Excerpted passage →
..........

During the fight against the coronavirus in China, the neighborhood committee also plays a very important role in this battle against the virus. Considering how large and dense the Chinese population is in each city, each neighborhood committee had to call every family whose ancestral hometown was recorded as Wuhan, where the virus was discovered, checking if they had relatives coming to visit them during the Spring Festival. Some of the most common questions asked were: Are there any relatives or friends coming to visit you from Wuhan? Have you been to Wuhan in the past? Do you have any plans to go to Wuhan in the future? If you did have people from Wuhan visiting you in the past, the neighborhood committee would report you to the authority, which would then send community workers to your home to do a body temperature test and keep records periodically.

..........

Dataset extract →
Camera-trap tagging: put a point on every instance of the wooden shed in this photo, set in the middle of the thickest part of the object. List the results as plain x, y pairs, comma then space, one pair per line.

..........

Tasks to complete →
A. Answer these from the passage on neighborhood committees, one line each:
(i) In what city was the virus discovered?
(ii) During which holiday were committees checking for visiting relatives?
(iii) What did community workers do at the homes of people who had Wuhan visitors?
B. Extract, word for word, the part of the neighborhood committee passage from "During the fight" to "keep records periodically.".
C. According to the neighborhood committee passage, why did each committee have to call every family whose ancestral hometown was recorded as Wuhan? Answer in one to three sentences.
The data has no connection to the text.

Solutions by task →
A.
(i) Wuhan
(ii) The Spring Festival
(iii) They did a body temperature test and kept records periodically.

B.
During the fight against the coronavirus in China, the neighborhood committee also plays a very important role in this battle against the virus. Considering how large and dense the Chinese population is in each city, each neighborhood committee had to call every family whose ancestral hometown was recorded as Wuhan, where the virus was discovered, checking if they had relatives coming to visit them during the Spring Festival. Some of the most common questions asked were: Are there any relatives or friends coming to visit you from Wuhan? Have you been to Wuhan in the past? Do you have any plans to go to Wuhan in the future? If you did have people from Wuhan visiting you in the past, the neighborhood committee would report you to the authority, which would then send community workers to your home to do a body temperature test and keep records periodically.

C. The passage says this was necessary because the Chinese population in each city is so large and dense, and Wuhan was where the virus was discovered. The calls checked whether relatives were coming to visit during the Spring Festival.